- 課題 1:
記録の先頭から「x=563, y=242」を含む行までを、両端の行も含めて一字一句そのまま書き写してください。画像は答えに入れないでください。

- 本文抜粋:
Intimoを読む

 
 女性用肌着の秘密:その夢から誘惑、生地から仕上げ、文化、モード、心理学に至るまで。
 誘惑の道具、欲望の対象・・・・・・女性用下着の頂点は無限の秘密を含む。誰がそれを身につけるか、布地の魔術、仕立ての技術、あらゆる想像。

 上着同様にモードの狂乱やTPOに左右されながらも、内密であり、かつ肉体と緊密な接触を持つために、下着はより自由でより控えめな、より感情の領域に近しい表情を維持している。いつの時代も、そして今日においても、女性用下着の歴史を振り返れば、そこには美学的な根拠と精神的な動機、個人的な理由と社会的な判断が編み上げた、複雑で魅力的な世界を見いだすことができる。自らの肉体に細心の注意を払う、知識豊富で自覚的な現代の女性にとって、下着とは、何よりもまず、喜びである。それを試してみずには、そして、誘惑に用いてみずにはいられない・・・・・・その二つは、本質的には同じことなのだが。


 『Intimo』

- 提供された記録:
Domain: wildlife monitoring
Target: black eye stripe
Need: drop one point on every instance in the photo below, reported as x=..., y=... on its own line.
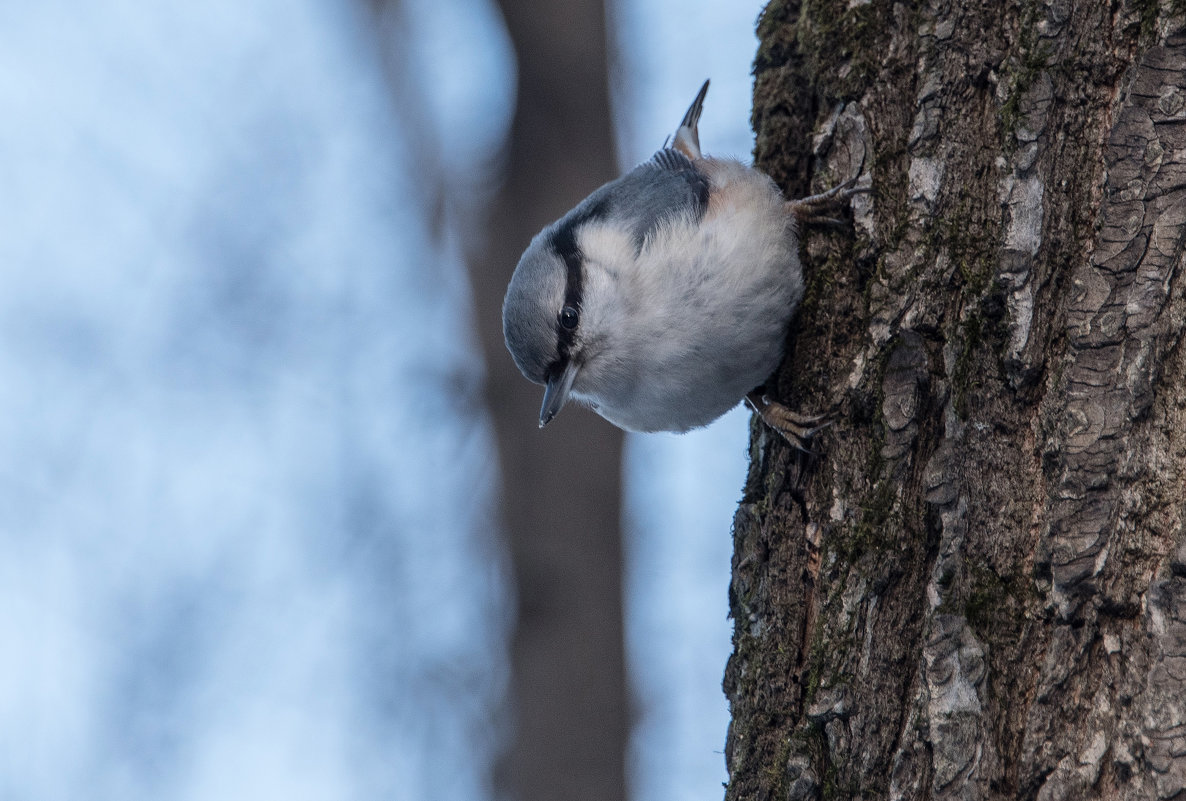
x=563, y=242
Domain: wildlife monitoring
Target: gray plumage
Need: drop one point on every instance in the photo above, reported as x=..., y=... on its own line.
x=664, y=297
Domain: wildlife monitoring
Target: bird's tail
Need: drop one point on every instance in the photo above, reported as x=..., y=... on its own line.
x=687, y=138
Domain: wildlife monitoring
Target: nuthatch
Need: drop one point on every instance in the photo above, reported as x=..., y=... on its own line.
x=664, y=297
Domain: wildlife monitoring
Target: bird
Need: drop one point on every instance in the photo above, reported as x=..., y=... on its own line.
x=664, y=298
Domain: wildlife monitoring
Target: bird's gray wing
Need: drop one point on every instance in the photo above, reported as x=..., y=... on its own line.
x=668, y=185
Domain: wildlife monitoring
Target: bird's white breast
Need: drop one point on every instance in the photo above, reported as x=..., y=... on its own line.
x=700, y=315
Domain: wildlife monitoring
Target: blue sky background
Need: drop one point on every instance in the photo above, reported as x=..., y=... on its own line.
x=243, y=510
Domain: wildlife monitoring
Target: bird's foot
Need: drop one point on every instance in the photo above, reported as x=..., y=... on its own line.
x=796, y=428
x=816, y=209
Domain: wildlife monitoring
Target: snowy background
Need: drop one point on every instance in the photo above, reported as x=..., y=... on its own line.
x=244, y=502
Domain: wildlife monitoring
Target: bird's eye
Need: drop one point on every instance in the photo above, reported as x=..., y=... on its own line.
x=568, y=317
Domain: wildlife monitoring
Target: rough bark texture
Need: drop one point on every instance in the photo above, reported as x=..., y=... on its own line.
x=561, y=487
x=979, y=589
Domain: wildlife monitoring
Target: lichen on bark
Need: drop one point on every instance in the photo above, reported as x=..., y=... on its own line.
x=977, y=589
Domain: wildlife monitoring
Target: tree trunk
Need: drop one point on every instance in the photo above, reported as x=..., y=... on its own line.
x=977, y=589
x=561, y=488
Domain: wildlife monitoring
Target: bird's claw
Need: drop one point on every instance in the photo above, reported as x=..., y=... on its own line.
x=814, y=210
x=796, y=428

- 課題 2:
女性用下着についての本文を読み、次の問いに答えてください。
(a) 女性用下着の頂点は何を含むとされているか。
(b) 下着が上着と同じく左右されるものとして挙げられているのは何か。
(c) 現代の女性にとって、下着とは何よりもまず何だと述べられているか。

- 解答 1:
Domain: wildlife monitoring
Target: black eye stripe
Need: drop one point on every instance in the photo below, reported as x=..., y=... on its own line.
x=563, y=242

- 解答 2:
(a) 無限の秘密
(b) モードの狂乱やTPO
(c) 喜び